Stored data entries
[Start of Attachment]

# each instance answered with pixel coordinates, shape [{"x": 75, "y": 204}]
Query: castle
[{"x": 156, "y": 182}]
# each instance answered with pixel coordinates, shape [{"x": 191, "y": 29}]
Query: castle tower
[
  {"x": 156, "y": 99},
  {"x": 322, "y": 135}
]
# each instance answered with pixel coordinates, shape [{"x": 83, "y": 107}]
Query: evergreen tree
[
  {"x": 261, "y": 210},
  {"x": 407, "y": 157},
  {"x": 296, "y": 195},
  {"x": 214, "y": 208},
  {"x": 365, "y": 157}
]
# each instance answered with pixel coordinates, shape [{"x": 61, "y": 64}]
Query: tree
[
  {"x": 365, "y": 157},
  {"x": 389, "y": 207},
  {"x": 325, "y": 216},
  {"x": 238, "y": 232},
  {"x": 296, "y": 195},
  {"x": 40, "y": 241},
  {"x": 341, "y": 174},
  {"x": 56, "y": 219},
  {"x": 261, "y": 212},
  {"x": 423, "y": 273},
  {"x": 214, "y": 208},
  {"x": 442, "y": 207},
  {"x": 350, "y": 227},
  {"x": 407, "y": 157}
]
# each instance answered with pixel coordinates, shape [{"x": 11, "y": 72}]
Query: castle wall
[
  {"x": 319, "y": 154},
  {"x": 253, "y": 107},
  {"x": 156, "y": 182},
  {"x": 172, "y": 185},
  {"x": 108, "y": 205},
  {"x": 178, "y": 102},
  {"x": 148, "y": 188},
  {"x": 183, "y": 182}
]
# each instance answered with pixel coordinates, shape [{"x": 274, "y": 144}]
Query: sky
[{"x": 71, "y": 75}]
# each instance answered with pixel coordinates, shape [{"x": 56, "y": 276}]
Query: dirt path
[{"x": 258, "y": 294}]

[End of Attachment]

### WHAT YOU HAVE TO DO
Go through the lines above and tally those with the string "answered". The total is all that is needed.

### REPLY
7